## Given passage
After I found the marble blocks and sheets of marble dumped in the woods, I remember talking to the people that I work with. I asked them what they thought. I found marble in the woods. Isn't that valuable? I mean it's marble - that sounds valuable. Even then, the idea of being a "Marble Sculptor" struck me. I had never met a marble sculptor, but that was not going to stop me from becoming one. I liked the idea of having an "outsider" relationship to art. I didn't think I could actually fail.
The place where I worked at the time was in the Operating Rooms at Johns Hopkins hospital. I remember going to work and asking the doctors, nurses and other staff in the O.R's what they thought. "I found a bunch of marble in the woods", I would tell them. What do you think I should make? It got some interesting conversations going. Each day, there would be more questions. "How much marble is out there? " What's the biggest piece that you found, or what is the biggest piece of marble that you think you can drag out of the woods by yourself? Note: there is still more out there to be discovered where I made my original discovery.

## Items from a data source
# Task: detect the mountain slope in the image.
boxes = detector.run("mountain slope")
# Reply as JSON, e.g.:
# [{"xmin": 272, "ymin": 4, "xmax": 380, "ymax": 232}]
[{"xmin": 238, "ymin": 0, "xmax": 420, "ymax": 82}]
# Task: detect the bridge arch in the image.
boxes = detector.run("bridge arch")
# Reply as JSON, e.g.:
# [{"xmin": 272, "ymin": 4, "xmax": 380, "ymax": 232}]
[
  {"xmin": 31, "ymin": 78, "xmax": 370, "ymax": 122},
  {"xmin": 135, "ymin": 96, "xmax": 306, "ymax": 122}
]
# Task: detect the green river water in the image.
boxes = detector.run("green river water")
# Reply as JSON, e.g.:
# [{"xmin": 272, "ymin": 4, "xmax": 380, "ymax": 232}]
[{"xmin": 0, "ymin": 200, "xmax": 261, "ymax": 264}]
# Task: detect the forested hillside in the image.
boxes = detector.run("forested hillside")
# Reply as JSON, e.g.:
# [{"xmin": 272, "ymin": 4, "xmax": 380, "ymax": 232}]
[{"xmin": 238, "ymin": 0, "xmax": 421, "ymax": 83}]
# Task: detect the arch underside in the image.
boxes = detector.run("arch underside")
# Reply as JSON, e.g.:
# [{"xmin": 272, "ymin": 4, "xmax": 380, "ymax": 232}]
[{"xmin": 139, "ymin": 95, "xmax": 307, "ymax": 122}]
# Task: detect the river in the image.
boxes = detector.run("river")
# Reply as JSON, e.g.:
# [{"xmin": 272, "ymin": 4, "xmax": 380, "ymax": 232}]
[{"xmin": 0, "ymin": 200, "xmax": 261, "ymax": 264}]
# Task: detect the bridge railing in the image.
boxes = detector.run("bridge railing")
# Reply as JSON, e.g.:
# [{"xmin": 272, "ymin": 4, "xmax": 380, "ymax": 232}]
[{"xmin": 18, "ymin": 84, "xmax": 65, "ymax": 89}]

## What to work on
(a) Rewrite the marble account, everything from "The place where" down to "my original discovery.", putting "surgeons" in place of "doctors".
(b) According to the marble account, where was the writer working at the time?
These items were drawn from a separate source, unrelated to the marble account.

## Task results
(a)
The place where I worked at the time was in the Operating Rooms at Johns Hopkins hospital. I remember going to work and asking the surgeons, nurses and other staff in the O.R's what they thought. "I found a bunch of marble in the woods", I would tell them. What do you think I should make? It got some interesting conversations going. Each day, there would be more questions. "How much marble is out there? " What's the biggest piece that you found, or what is the biggest piece of marble that you think you can drag out of the woods by yourself? Note: there is still more out there to be discovered where I made my original discovery.

(b) In the Operating Rooms at Johns Hopkins hospital.